▸ BRIEF: Lay out all of the rows below as a numbered list, skipping any blank lines and leaving out the pictures.

[Recorded data]
──────────

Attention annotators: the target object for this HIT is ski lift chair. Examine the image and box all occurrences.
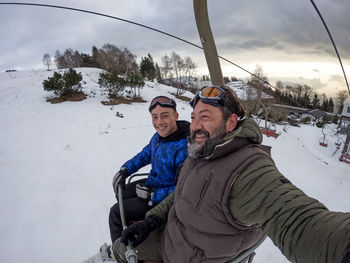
[319,137,328,147]
[319,126,328,147]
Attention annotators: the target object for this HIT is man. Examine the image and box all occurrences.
[100,96,190,259]
[113,86,350,263]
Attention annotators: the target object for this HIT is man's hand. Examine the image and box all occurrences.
[120,215,161,247]
[112,167,129,194]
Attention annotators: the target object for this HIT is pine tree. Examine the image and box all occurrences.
[140,53,156,81]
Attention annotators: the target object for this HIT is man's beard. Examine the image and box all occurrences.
[187,121,227,159]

──────────

▸ SOLUTION FOR THIS EXERCISE:
1. Attention annotators: the target object for this HIT is ski lift chair. Examine the image and box all occurrences.
2. [319,137,328,147]
3. [319,126,328,147]
4. Attention annotators: the target object for this HIT is man. Examine the image and box all occurrences.
5. [100,96,190,259]
6. [113,86,350,263]
7. Attention annotators: the target object for this HIT is man's hand. Examine the image and box all occurrences.
8. [120,215,161,247]
9. [112,167,129,194]
10. Attention annotators: the target object for this HIT is pine tree. Examine the image and box all occurrences.
11. [140,53,156,81]
12. Attention annotators: the target object for this HIT is man's beard. Examine the image and box all occurrences.
13. [187,121,227,159]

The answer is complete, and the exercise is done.